* EXERCISE AIM: Exactly the lines from the start of the data below through the line containing "of the epaulette" must be returned, and no others.

DATA FOR THE TASK START

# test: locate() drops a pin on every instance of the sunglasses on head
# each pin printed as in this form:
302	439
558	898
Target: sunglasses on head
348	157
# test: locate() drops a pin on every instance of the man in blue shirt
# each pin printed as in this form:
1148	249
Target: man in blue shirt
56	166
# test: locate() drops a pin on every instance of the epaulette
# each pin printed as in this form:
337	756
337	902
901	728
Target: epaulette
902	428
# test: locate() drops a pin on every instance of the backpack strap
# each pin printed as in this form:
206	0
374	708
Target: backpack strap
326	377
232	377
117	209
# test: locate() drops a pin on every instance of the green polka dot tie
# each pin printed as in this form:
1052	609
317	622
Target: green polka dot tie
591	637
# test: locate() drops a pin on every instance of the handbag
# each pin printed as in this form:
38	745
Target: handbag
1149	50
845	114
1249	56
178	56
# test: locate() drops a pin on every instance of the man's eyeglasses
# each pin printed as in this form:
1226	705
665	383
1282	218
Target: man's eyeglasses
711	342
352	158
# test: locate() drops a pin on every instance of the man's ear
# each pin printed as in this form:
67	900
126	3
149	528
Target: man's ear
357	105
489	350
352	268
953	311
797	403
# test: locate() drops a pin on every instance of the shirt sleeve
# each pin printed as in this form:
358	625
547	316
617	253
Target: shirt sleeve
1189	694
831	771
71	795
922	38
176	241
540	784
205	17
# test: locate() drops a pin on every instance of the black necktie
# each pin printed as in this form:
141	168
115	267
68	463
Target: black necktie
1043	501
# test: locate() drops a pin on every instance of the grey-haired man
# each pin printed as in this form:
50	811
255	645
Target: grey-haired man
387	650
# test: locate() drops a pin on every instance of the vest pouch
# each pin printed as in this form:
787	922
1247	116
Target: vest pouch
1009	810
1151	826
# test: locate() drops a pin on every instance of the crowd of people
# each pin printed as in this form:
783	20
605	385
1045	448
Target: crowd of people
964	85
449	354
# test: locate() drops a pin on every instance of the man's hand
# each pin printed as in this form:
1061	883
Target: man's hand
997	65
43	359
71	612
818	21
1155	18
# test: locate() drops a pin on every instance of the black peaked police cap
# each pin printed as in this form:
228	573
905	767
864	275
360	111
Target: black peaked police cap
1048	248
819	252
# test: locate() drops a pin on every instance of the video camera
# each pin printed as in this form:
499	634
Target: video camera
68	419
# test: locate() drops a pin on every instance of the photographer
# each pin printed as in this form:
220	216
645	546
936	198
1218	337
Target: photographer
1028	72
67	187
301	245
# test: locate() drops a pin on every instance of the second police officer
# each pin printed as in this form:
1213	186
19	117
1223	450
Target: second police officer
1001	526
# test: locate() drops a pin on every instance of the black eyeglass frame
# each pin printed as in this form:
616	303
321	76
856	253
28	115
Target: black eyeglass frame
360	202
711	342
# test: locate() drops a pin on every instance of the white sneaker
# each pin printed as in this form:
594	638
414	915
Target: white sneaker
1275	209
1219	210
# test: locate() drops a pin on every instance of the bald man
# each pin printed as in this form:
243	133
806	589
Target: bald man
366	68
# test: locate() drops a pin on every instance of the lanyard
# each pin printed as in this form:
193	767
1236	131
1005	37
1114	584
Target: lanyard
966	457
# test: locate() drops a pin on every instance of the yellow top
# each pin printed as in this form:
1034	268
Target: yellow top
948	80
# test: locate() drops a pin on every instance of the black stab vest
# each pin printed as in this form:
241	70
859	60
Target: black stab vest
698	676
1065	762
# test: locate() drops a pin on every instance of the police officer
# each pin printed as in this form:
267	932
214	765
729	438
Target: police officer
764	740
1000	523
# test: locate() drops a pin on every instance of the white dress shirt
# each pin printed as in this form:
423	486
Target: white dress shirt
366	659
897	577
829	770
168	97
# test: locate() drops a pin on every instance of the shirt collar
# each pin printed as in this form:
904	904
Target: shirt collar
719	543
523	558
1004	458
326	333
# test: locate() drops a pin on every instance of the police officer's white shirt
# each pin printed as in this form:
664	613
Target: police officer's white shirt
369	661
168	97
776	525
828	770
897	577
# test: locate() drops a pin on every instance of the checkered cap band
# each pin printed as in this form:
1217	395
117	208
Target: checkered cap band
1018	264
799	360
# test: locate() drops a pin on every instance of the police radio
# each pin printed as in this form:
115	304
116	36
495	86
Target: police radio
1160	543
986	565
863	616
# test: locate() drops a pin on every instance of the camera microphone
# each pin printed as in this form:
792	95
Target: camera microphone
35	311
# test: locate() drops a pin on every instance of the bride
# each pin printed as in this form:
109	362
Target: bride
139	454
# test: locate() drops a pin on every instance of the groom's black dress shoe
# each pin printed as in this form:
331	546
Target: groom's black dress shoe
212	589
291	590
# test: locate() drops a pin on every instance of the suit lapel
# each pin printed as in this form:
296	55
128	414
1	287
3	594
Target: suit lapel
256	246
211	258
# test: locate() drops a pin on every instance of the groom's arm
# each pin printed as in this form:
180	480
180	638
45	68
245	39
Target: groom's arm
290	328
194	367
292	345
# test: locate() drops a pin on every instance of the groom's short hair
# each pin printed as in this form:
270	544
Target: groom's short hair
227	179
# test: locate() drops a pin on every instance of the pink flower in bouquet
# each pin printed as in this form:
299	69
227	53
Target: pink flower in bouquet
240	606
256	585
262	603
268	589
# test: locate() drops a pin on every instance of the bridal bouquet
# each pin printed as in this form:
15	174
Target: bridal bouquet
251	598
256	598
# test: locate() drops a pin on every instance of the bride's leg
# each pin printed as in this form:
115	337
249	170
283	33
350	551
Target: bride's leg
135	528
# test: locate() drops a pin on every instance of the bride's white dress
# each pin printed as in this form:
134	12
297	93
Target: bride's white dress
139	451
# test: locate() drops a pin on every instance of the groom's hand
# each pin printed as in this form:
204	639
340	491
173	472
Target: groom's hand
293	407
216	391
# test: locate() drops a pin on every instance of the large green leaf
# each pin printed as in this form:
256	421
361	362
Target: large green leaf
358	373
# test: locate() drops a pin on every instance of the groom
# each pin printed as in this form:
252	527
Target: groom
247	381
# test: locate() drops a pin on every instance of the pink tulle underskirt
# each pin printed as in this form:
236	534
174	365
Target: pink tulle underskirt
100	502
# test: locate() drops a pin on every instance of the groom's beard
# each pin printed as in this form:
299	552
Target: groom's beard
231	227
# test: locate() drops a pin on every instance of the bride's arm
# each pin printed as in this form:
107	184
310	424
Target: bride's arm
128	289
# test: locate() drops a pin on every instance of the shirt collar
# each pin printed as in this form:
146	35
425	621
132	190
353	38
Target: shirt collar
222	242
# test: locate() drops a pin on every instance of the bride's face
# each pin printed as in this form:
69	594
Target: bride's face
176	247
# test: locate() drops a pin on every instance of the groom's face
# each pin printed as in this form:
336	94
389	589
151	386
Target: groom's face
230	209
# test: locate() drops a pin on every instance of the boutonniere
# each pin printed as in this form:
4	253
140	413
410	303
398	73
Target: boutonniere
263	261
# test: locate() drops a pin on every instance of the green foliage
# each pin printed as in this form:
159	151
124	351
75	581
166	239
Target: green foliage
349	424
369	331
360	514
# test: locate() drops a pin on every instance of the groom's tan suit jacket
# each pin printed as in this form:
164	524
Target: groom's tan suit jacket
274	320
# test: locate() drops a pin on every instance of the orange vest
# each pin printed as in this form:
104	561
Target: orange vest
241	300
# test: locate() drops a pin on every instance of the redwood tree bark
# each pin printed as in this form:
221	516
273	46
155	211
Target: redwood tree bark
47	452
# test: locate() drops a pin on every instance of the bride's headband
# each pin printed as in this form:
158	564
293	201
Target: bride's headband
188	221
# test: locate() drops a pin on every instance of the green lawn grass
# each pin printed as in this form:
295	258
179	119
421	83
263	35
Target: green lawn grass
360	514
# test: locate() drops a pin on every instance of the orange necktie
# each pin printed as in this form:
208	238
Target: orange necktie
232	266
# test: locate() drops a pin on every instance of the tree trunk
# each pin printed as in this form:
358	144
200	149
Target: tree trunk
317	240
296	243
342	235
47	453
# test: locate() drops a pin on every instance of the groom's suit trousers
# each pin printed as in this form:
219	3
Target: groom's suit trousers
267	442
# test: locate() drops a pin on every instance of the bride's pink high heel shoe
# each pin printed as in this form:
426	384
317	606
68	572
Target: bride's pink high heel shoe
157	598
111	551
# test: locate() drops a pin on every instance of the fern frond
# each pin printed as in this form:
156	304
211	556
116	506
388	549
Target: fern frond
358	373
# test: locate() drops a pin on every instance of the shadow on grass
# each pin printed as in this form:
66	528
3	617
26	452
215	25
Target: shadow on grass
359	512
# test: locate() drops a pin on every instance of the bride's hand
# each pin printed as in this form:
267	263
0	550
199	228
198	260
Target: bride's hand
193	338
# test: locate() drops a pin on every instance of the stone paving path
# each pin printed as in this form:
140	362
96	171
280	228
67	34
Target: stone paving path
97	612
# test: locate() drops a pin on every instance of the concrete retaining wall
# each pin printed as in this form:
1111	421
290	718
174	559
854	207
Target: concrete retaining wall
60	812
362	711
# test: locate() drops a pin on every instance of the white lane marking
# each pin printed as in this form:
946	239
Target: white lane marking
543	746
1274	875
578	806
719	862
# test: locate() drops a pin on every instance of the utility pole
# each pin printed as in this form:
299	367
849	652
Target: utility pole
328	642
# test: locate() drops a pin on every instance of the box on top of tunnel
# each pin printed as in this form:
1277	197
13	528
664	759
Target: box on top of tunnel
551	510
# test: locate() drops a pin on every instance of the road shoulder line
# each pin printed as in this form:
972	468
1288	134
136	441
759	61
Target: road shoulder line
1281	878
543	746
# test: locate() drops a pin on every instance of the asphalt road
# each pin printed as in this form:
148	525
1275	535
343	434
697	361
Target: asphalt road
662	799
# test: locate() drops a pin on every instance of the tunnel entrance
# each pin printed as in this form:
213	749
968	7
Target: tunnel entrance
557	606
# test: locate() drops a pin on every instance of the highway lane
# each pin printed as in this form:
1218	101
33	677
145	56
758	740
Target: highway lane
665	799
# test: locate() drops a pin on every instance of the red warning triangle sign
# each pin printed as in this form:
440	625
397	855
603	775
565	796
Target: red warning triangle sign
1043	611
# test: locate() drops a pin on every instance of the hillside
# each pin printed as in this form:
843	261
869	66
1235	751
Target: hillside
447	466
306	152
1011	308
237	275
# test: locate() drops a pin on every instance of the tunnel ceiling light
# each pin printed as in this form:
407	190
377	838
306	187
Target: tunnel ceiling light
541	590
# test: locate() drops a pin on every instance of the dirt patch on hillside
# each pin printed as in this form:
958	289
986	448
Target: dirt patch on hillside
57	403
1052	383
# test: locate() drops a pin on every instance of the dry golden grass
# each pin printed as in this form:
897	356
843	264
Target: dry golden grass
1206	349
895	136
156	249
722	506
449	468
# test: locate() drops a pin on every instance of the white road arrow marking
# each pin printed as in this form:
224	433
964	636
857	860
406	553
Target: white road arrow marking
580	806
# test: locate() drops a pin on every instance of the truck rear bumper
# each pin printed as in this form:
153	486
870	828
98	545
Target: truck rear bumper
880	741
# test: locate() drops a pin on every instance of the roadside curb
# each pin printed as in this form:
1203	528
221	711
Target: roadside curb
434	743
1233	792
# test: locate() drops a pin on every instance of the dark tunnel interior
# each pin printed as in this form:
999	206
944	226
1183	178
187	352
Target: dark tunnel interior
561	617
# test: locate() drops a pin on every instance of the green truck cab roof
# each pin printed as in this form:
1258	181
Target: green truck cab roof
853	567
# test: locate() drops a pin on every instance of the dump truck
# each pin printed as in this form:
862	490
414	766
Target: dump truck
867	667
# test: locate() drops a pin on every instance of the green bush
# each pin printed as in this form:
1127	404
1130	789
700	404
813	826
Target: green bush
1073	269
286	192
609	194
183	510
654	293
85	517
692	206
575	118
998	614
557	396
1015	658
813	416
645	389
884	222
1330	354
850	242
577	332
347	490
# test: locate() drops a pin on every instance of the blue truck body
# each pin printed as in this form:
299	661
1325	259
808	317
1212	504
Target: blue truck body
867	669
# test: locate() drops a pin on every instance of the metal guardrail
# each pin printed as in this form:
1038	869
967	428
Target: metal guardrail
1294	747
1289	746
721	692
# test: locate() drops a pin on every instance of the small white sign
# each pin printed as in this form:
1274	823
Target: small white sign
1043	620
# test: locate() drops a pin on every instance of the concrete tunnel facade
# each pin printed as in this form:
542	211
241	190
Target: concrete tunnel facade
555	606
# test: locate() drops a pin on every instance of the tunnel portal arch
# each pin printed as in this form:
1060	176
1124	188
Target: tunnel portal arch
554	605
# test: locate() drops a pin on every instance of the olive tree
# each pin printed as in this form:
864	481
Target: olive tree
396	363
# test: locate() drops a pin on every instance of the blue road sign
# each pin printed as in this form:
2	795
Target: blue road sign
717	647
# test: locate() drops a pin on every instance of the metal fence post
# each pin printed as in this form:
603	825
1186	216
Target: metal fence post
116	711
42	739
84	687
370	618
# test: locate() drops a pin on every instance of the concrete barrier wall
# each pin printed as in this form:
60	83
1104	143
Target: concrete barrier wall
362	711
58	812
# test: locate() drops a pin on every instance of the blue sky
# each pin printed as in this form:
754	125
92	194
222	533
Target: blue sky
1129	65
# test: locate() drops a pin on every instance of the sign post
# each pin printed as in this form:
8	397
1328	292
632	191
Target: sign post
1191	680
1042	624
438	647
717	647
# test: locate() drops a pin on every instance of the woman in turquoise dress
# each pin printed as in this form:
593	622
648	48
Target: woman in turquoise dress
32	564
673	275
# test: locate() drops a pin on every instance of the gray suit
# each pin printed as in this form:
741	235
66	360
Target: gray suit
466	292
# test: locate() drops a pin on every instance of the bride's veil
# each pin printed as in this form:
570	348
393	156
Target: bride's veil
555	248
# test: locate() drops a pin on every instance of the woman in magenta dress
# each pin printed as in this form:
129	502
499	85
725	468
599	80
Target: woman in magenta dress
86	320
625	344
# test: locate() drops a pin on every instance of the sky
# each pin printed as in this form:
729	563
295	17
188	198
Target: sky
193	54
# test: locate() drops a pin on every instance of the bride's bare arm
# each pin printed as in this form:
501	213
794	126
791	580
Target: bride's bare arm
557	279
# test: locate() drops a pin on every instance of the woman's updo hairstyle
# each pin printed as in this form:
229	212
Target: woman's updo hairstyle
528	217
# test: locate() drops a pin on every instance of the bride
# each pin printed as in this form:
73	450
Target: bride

DATA FOR THE TASK END

* TASK OUTPUT:
# test: locate() drops a pin on every instance of the sunglasses on head
# each pin printed as in this form:
302	439
558	898
Target: sunglasses on head
348	157
# test: locate() drops a pin on every instance of the man in blue shirt
# each pin printed as in this form:
1148	249
Target: man in blue shirt
56	166
# test: locate() drops a pin on every instance of the epaulette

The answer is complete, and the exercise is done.